# [Excerpted text]
:::::
- Born: Stephen Geoffrey Webb 26 July 1971 (age 54) Sittingbourne, Kent, England
- Occupation: Television personality
- Years active: 2013–present
- Television: Gogglebox
- Spouse: Daniel Lustig ​ ​(m. 2018; div. 2024)​

= Stephen Webb (TV personality) =

English television personality (born 1971)

Stephen Geoffrey Webb (born 26 July 1971) is an English television personality, known for appearing on Channel 4 programme Gogglebox between 2013 and 2023. He was set to appear as a contestant on the sixteenth series of Dancing on Ice, but was forced to withdraw prior to the series airing. He later went on to appear on the E4 series Celebs Go Dating.

==Life and career==
Stephen Geoffrey Webb was born on 26 July 1971 in Sittingbourne, Kent. A hairdresser by trade, he trained with Toni & Guy and worked for the company for over fifteen years in various locations including London and Brighton, as well as Dubai.

In 2013, Webb became a cast member on the Channel 4 reality programme Gogglebox, alongside his friend and former partner Chris Steed. The pair also appeared as guests on the Christmas special episode of Alan Carr: Chatty Man in 2016. Steed announced his departure from Gogglebox in 2018 after a reported fall out with Webb, who remained on the programme and was instead joined by his mother Pat for the subsequent two series. In 2018, Webb married his partner Daniel Lustig whom he had been engaged to for two years, and Lustig subsequently began appearing alongside him on Gogglebox. They also co-own Lustig & Webb, their own hair salon in Hurstpierpoint. In September 2023, Webb announced his departure from Gogglebox after a decade on the show. In a statement alongside his partner Lustig, the couple issued a statement saying "[They felt] like the time [was] right to move on and explore new opportunities". The following month, Webb was announced as contestant on the sixteenth series of Dancing on Ice, due to begin airing in January 2024. However, later that month it was announced that he had been forced to withdraw from the competition prior to it starting after sustaining a broken ankle in training. In April 2024, Webb announced his divorce from Lustig after six years of marriage. Webb subsequently signed up to appear on the thirteenth series of the E4 series Celebs Go Dating.
:::::
# [Stored rows]
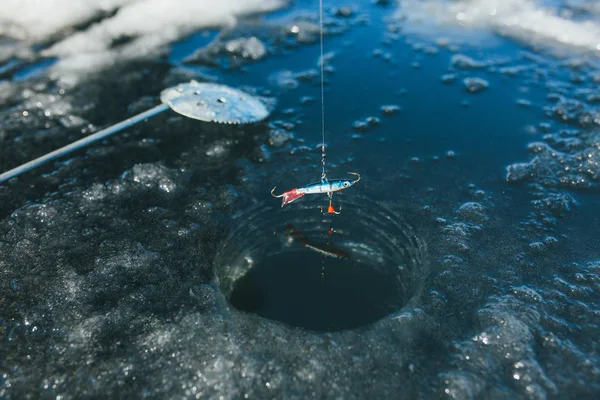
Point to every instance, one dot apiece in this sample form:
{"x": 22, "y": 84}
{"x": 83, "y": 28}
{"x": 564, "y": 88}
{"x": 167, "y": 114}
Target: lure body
{"x": 325, "y": 186}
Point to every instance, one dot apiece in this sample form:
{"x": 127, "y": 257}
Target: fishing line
{"x": 322, "y": 62}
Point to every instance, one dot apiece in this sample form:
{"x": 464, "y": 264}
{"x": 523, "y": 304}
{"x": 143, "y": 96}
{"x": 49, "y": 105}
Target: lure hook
{"x": 357, "y": 174}
{"x": 276, "y": 195}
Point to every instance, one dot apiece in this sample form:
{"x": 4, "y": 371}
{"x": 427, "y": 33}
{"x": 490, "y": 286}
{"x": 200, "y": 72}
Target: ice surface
{"x": 145, "y": 26}
{"x": 108, "y": 260}
{"x": 530, "y": 21}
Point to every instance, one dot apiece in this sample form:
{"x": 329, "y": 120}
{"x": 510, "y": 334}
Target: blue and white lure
{"x": 325, "y": 186}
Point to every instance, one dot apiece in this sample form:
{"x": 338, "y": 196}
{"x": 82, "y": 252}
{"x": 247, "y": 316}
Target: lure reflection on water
{"x": 326, "y": 249}
{"x": 272, "y": 267}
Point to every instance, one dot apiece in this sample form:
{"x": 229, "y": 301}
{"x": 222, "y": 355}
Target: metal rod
{"x": 82, "y": 142}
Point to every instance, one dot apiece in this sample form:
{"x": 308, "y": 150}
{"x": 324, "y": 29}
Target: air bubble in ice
{"x": 475, "y": 85}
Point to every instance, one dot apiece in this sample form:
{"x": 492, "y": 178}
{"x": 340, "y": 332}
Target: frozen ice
{"x": 530, "y": 21}
{"x": 461, "y": 61}
{"x": 251, "y": 48}
{"x": 148, "y": 24}
{"x": 475, "y": 85}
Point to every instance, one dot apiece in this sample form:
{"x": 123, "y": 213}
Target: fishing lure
{"x": 325, "y": 186}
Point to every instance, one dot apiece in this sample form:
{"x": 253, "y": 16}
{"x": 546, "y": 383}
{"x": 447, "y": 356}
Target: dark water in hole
{"x": 303, "y": 289}
{"x": 153, "y": 264}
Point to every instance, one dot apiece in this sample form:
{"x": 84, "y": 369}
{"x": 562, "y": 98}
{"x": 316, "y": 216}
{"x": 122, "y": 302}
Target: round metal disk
{"x": 214, "y": 103}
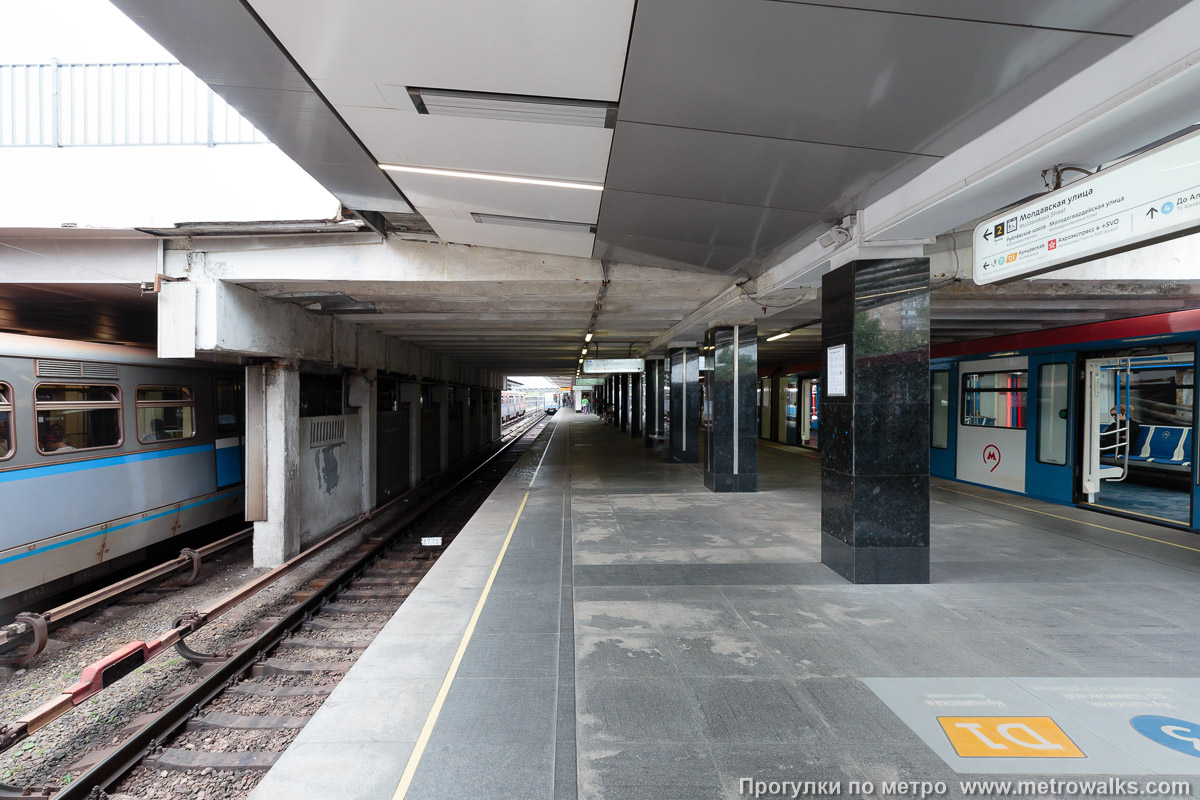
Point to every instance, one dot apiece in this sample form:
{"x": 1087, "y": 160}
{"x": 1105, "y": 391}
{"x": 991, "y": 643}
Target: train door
{"x": 391, "y": 441}
{"x": 231, "y": 431}
{"x": 431, "y": 434}
{"x": 810, "y": 413}
{"x": 1050, "y": 469}
{"x": 942, "y": 400}
{"x": 1138, "y": 443}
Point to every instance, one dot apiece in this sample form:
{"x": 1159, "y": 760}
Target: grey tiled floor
{"x": 649, "y": 639}
{"x": 712, "y": 645}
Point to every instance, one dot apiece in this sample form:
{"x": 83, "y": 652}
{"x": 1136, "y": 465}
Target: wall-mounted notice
{"x": 1151, "y": 196}
{"x": 837, "y": 377}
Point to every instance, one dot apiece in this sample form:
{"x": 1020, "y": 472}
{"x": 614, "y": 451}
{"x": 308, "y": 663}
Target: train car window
{"x": 995, "y": 398}
{"x": 229, "y": 407}
{"x": 1054, "y": 385}
{"x": 7, "y": 446}
{"x": 77, "y": 416}
{"x": 166, "y": 414}
{"x": 940, "y": 409}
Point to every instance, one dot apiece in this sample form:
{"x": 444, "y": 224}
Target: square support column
{"x": 684, "y": 447}
{"x": 653, "y": 402}
{"x": 875, "y": 421}
{"x": 277, "y": 537}
{"x": 635, "y": 405}
{"x": 731, "y": 441}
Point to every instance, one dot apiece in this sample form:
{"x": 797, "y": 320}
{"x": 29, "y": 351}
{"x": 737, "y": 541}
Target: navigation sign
{"x": 1169, "y": 732}
{"x": 613, "y": 365}
{"x": 1152, "y": 196}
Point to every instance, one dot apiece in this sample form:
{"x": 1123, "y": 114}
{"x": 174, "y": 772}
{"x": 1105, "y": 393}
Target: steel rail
{"x": 127, "y": 755}
{"x": 107, "y": 671}
{"x": 31, "y": 623}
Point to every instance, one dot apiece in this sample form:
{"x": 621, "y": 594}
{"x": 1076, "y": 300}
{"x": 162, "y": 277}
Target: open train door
{"x": 1049, "y": 456}
{"x": 231, "y": 431}
{"x": 1138, "y": 444}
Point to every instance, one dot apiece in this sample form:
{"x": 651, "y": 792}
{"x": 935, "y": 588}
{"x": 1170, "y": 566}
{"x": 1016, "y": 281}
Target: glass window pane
{"x": 5, "y": 434}
{"x": 165, "y": 395}
{"x": 66, "y": 429}
{"x": 166, "y": 422}
{"x": 940, "y": 410}
{"x": 75, "y": 394}
{"x": 1053, "y": 391}
{"x": 994, "y": 398}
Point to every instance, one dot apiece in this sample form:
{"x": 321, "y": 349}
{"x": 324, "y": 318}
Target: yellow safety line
{"x": 406, "y": 780}
{"x": 1081, "y": 522}
{"x": 792, "y": 450}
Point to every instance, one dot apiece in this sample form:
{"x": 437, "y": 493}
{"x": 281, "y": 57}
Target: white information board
{"x": 613, "y": 365}
{"x": 1153, "y": 194}
{"x": 837, "y": 376}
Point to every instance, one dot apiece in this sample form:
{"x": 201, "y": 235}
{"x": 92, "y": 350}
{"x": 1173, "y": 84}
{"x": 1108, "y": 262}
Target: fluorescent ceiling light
{"x": 490, "y": 176}
{"x": 516, "y": 108}
{"x": 533, "y": 222}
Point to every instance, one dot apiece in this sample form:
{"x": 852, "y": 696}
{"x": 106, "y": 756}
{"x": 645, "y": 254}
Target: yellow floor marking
{"x": 406, "y": 780}
{"x": 1081, "y": 522}
{"x": 790, "y": 449}
{"x": 1135, "y": 513}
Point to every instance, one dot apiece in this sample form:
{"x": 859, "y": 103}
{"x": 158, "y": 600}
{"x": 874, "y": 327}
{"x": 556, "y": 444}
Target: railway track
{"x": 221, "y": 734}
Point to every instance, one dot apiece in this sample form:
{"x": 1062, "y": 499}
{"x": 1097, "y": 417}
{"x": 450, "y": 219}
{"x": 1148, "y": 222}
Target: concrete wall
{"x": 330, "y": 479}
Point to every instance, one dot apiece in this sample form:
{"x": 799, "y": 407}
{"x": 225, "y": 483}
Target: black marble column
{"x": 635, "y": 405}
{"x": 875, "y": 435}
{"x": 684, "y": 446}
{"x": 731, "y": 441}
{"x": 653, "y": 402}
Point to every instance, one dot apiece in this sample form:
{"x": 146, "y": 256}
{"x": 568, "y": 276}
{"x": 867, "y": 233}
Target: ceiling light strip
{"x": 490, "y": 176}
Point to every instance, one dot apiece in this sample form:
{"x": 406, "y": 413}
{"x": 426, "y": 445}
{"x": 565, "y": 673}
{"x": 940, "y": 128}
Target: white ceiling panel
{"x": 435, "y": 193}
{"x": 527, "y": 47}
{"x": 504, "y": 146}
{"x": 454, "y": 228}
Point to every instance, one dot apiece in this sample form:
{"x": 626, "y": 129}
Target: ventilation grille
{"x": 55, "y": 368}
{"x": 323, "y": 433}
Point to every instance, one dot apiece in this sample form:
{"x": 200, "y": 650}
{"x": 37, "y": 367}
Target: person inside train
{"x": 1123, "y": 425}
{"x": 55, "y": 439}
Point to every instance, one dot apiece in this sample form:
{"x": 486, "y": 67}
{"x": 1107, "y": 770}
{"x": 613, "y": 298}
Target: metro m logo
{"x": 1008, "y": 738}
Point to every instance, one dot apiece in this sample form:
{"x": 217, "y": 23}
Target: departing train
{"x": 515, "y": 404}
{"x": 105, "y": 451}
{"x": 1098, "y": 415}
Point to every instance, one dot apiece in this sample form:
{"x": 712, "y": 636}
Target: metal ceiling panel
{"x": 745, "y": 169}
{"x": 525, "y": 47}
{"x": 1117, "y": 17}
{"x": 510, "y": 148}
{"x": 702, "y": 233}
{"x": 225, "y": 46}
{"x": 438, "y": 193}
{"x": 821, "y": 73}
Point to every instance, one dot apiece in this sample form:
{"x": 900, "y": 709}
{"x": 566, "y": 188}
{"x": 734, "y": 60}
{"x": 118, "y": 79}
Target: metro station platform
{"x": 606, "y": 627}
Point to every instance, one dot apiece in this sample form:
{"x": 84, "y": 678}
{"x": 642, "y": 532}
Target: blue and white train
{"x": 1101, "y": 415}
{"x": 106, "y": 451}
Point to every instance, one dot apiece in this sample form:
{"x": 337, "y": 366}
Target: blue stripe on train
{"x": 96, "y": 463}
{"x": 124, "y": 524}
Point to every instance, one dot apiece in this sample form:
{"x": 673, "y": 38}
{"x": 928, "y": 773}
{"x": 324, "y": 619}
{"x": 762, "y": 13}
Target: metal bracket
{"x": 25, "y": 792}
{"x": 37, "y": 627}
{"x": 187, "y": 552}
{"x": 197, "y": 657}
:::::
# [Objectives]
**1.** Rewrite the Stephen Webb biography from "English television personality (born" to "on the E4 series Celebs Go Dating.", swapping "Channel 4" for "Channel Four".
**2.** Name every television program mentioned in the Stephen Webb biography.
**3.** Answer these questions using the Stephen Webb biography:
(a) With which company did Webb train as a hairdresser?
(b) In what place is the hair salon Lustig & Webb located?
(c) What injury forced Webb to withdraw from Dancing on Ice?
None of the rows are needed for this work.

# [Task-by-task answers]
**1.**
English television personality (born 1971)

Stephen Geoffrey Webb (born 26 July 1971) is an English television personality, known for appearing on Channel Four programme Gogglebox between 2013 and 2023. He was set to appear as a contestant on the sixteenth series of Dancing on Ice, but was forced to withdraw prior to the series airing. He later went on to appear on the E4 series Celebs Go Dating.

**2.**
Gogglebox
Dancing on Ice
Celebs Go Dating
Alan Carr: Chatty Man

**3.**
(a) Toni & Guy
(b) Hurstpierpoint
(c) A broken ankle